### PASSAGE GIVEN
----
Added capability to import PDF, ODT and TXT files to importbook management command.
authorMarek Stępniowski <marek@stepniowski.com>
Thu, 18 Sep 2008 13:30:28 +0000 (15:30 +0200)
committerMarek Stępniowski <marek@stepniowski.com>
Thu, 18 Sep 2008 13:30:28 +0000 (15:30 +0200)
apps/catalogue/management/commands/importbooks.py
apps/catalogue/models.py

index d1dac54..c0a5df1 100644 (file)
@@ -1,4 +1,5 @@
 import os
+import sys
 
 from django.core.management.base import BaseCommand
 from django.core.management.color import color_style
@@ -9,11 +10,10 @@ from catalogue.models import Book
 
 class Command(BaseCommand):
     option_list = BaseCommand.option_list + (
-        make_option('--verbosity', action='store', dest='verbosity', default='1',
-            type='choice', choices=['0', '1', '2'],
+        make_option('-q', '--quiet', action='store_false', dest='verbose', default=True,
             help='Verbosity level; 0=minimal output, 1=normal output, 2=all output'),
-        make_option('--force', action='store_true', dest='force', default=False,
-            help='Overwrite previously imported files with the same id')
+        make_option('-f', '--force', action='store_true', dest='force', default=False,
+            help='Print status messages to stdout')
     )
     help = 'Imports books from the specified directories.'
     args = 'directory [directory ...]'
@@ -23,7 +23,7 @@ class Command(BaseCommand):
 
         self.style = color_style()
 
-        verbosity = int(options.get('verbosity', 1))
+        verbose = options.get('verbose')
         force = options.get('force')
         show_traceback = options.get('traceback', False)
 
@@ -32,20 +32,61 @@ class Command(BaseCommand):
         transaction.enter_transaction_management()
         transaction.managed(True)
 
+        files_imported = 0
+        files_skipped = 0
+        
         for dir_name in directories:
             if not os.path.isdir(dir_name):
-                print self.style.ERROR("Skipping '%s': not a directory." % dir_name)
+                print self.style.ERROR("%s: Not a directory. Skipping." % dir_name)
+                files_skipped += 1
             else:
                 for file_name in os.listdir(dir_name):
                     file_path = os.path.join(dir_name, file_name)
-                    if not os.path.splitext(file_name)[1] == '.xml':
-                        print self.style.NOTICE("Skipping '%s': not an XML file." % file_path)
+                    file_base, ext = os.path.splitext(file_path)
+                    
+                    # Skip files that are not XML files
+                    if not ext == '.xml':
+                        print self.style.NOTICE("%s: Not an XML file. Skipping." % file_path)
+                        files_skipped += 1
                         continue
-                    if verbosity > 0:
+                    
+                    if verbose > 0:
                         print "Parsing '%s'" % file_path
+                    else:
+                        sys.stdout.write('.')
----
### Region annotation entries
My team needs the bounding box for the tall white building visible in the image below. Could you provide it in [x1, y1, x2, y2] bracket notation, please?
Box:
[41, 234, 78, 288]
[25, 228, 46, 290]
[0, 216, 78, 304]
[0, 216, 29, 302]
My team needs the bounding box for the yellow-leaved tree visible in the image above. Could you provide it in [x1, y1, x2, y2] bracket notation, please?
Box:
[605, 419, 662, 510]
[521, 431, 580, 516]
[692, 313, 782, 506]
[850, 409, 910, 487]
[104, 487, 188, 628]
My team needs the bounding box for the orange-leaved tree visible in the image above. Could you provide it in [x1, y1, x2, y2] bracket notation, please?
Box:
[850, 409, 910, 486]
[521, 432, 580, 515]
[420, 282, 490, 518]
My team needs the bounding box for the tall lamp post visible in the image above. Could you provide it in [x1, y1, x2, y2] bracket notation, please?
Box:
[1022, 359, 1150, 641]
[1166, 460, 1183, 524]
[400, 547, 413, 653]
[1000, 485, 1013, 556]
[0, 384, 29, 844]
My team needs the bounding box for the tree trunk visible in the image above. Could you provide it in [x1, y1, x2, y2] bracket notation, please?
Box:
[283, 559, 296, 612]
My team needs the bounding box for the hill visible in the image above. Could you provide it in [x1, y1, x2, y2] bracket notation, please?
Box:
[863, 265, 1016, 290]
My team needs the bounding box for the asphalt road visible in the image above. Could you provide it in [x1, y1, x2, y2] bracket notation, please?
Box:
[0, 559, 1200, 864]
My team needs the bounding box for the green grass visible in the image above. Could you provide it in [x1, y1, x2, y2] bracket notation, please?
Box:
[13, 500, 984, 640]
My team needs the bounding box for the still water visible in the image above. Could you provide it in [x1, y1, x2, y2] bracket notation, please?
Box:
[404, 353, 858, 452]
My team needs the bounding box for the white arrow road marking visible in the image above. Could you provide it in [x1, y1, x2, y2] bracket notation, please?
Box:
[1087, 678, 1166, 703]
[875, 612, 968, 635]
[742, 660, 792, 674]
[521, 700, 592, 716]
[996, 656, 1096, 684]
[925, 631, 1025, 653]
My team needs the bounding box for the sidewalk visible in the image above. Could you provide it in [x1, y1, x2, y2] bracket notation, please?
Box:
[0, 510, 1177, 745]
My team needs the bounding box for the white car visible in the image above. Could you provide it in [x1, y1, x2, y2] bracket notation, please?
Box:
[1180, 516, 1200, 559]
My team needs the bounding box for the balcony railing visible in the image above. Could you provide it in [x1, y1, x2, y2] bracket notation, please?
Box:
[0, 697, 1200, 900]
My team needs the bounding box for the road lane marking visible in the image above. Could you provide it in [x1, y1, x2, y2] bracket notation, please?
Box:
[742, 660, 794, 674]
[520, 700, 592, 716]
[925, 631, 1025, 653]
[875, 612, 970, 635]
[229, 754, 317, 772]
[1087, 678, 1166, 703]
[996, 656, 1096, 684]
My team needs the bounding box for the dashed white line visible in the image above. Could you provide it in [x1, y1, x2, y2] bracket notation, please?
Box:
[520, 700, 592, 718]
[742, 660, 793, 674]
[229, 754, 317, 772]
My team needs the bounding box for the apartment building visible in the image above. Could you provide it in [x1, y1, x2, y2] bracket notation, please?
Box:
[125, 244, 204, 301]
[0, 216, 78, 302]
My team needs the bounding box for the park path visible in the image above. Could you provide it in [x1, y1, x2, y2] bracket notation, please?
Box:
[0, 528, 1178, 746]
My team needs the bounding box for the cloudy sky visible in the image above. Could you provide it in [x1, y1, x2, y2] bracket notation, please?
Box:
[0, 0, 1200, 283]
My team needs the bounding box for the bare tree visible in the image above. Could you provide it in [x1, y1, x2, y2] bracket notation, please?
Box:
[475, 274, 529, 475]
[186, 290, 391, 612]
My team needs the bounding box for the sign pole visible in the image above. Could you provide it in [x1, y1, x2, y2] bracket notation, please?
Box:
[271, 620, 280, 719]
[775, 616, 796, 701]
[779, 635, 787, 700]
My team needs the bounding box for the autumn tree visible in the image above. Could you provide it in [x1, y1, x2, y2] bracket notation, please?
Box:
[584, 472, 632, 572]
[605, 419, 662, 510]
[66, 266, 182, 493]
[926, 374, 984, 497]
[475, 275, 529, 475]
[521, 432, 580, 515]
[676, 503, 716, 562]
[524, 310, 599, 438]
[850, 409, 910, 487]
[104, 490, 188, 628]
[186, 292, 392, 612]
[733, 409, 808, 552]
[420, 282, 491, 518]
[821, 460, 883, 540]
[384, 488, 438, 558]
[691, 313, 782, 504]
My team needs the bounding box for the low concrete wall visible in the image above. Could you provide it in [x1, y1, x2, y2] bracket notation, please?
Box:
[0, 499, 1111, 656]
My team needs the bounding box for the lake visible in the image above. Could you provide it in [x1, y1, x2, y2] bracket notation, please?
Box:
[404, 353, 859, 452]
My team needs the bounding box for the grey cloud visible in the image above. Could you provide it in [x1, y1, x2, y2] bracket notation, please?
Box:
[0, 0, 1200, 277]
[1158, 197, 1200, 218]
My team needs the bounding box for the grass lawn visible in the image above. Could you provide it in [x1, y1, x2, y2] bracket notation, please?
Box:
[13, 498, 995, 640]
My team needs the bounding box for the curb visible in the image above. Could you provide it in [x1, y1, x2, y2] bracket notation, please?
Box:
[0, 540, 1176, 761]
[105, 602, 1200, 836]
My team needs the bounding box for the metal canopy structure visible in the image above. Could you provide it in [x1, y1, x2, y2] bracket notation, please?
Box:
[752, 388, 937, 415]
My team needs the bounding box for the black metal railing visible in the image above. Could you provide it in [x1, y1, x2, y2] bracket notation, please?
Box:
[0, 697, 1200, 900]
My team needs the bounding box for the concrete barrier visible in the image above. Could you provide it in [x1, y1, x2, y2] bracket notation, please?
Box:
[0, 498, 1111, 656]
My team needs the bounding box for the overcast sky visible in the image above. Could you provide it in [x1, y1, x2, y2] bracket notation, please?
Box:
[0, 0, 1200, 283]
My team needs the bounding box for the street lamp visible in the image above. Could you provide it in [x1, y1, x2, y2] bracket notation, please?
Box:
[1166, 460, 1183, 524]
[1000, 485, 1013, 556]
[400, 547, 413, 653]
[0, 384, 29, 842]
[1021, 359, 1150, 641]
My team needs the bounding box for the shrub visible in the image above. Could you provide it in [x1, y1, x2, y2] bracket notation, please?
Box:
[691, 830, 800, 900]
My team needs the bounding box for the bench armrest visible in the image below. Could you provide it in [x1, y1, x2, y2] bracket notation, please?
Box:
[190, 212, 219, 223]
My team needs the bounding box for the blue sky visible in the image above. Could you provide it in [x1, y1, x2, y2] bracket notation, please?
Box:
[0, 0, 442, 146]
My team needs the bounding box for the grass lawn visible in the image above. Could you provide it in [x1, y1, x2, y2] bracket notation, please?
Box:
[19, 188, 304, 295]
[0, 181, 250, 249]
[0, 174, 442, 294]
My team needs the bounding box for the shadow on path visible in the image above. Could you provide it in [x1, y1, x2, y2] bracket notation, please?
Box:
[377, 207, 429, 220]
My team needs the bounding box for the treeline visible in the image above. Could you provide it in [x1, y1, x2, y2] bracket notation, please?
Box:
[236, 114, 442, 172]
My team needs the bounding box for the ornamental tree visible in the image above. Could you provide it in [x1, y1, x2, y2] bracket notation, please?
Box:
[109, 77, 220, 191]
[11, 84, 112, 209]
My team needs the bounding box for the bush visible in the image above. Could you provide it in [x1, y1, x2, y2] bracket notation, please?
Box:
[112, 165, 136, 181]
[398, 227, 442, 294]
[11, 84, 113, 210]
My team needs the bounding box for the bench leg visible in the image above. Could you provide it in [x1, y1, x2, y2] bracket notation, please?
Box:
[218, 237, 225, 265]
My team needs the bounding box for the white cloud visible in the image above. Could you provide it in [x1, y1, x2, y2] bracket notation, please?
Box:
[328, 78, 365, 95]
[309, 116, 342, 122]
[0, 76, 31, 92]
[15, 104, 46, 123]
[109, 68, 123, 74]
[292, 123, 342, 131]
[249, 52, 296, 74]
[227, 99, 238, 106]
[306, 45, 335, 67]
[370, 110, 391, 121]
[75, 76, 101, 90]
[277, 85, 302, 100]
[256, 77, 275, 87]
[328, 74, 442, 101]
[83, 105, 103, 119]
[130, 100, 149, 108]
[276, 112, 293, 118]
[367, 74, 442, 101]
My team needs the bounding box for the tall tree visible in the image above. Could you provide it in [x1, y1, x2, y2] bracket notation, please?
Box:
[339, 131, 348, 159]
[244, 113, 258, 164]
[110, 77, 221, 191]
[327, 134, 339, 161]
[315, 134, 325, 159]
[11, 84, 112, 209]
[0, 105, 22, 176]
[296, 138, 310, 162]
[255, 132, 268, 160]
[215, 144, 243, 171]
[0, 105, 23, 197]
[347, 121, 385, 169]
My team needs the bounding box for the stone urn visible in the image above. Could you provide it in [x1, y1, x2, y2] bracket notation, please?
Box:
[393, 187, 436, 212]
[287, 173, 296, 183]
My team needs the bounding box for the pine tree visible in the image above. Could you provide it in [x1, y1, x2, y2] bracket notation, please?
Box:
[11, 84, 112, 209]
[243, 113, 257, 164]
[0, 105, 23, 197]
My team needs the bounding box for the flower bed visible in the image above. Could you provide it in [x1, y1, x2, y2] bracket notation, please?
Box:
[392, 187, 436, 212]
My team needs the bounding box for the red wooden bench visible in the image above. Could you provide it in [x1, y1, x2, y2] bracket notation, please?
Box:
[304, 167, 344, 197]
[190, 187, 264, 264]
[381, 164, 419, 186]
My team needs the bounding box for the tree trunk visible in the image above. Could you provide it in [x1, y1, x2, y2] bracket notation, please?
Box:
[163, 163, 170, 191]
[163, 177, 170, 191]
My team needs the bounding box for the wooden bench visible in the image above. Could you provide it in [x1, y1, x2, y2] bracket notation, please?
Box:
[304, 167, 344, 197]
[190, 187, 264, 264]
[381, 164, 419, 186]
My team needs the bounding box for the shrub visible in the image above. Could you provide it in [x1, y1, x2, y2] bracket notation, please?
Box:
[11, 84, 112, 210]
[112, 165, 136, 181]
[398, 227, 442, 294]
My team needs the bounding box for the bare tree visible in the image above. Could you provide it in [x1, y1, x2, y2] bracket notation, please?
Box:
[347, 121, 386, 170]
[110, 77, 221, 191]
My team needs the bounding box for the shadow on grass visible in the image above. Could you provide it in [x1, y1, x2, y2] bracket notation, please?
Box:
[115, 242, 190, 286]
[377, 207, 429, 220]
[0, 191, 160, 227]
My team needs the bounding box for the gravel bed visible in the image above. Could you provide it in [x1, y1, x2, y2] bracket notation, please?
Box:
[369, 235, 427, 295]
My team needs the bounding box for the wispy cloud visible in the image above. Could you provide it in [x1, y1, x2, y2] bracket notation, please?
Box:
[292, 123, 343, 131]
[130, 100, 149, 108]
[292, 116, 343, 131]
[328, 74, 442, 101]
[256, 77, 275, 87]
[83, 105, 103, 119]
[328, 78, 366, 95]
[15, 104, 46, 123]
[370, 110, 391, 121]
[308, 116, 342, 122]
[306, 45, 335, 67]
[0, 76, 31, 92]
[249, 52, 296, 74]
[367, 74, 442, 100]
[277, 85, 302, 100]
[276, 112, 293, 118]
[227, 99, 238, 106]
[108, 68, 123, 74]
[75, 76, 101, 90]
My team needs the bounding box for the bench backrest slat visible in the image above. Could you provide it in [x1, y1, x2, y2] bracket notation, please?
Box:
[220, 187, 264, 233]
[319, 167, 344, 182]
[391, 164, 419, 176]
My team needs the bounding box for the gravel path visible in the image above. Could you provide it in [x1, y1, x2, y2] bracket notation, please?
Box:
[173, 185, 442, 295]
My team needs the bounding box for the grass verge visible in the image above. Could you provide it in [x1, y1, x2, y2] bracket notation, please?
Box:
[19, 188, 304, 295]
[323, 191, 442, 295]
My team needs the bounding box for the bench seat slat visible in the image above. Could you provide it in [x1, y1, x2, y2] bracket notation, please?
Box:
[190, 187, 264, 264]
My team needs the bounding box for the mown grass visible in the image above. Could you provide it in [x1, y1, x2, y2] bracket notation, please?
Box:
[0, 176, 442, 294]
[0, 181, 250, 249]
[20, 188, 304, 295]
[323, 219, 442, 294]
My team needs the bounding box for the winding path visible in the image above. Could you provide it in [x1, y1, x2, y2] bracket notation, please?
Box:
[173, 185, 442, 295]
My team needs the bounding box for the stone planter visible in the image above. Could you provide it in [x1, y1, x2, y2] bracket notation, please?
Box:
----
### TASKS TO CARRY OUT
**a.** Summarize the importbooks commit diff in three sentences.
**b.** Extend the importbooks commit diff past its final line, keeping the same diff format and code style.

### ANSWERS BY TASK
**a.** Marek Stępniowski's commit of 18 Sep 2008 adds the ability to import PDF, ODT and TXT files to the importbook management command, touching importbooks.py and models.py. In the diff, the --verbosity choice option gives way to a -q/--quiet flag that sets verbose, and --force gains the short form -f. The import loop now counts files_imported and files_skipped, increments the skip count for non-directories and non-XML files with reworded messages, and writes a dot to stdout instead of the parsing message when not verbose.

**b.**
+                        sys.stdout.flush()
                     
-                    Book.from_xml_file(file_path)
-        
+                    # Import book files
+                    try:
+                        book = Book.from_xml_file(file_path, overwrite=force)
+                        files_imported += 1
+                        
+                        if os.path.isfile(file_base + '.pdf'):
+                            book.pdf_file.save('%s.pdf' % book.slug, File(file(file_base + '.pdf')))
+                            if verbose:
+                                print "Importing %s.pdf" % file_base 
+                        if os.path.isfile(file_base + '.odt'):
+                            book.odt_file.save('%s.odt' % book.slug, File(file(file_base + '.odt')))
+                            if verbose:
+                                print "Importing %s.odt" % file_base
+                        if os.path.isfile(file_base + '.txt'):
+                            book.txt_file.save('%s.txt' % book.slug, File(file(file_base + '.txt')))
+                            if verbose:
+                                print "Importing %s.txt" % file_base
+                    
+                        book.save()
+                    
+                    except Book.AlreadyExists, msg:
+                        print self.style.ERROR('%s: Book already imported. Skipping. To overwrite use --force.' %
+                            file_path)
+                        files_skipped += 1
+                        
+        # Print results
+        print
+        print "Results: %d files imported, %d skipped, %d total." % (
+            files_imported, files_skipped, files_imported + files_skipped)
+        print
+                        
         transaction.commit()
         transaction.leave_transaction_management()
 
index b5970e9..486172a 100644 (file)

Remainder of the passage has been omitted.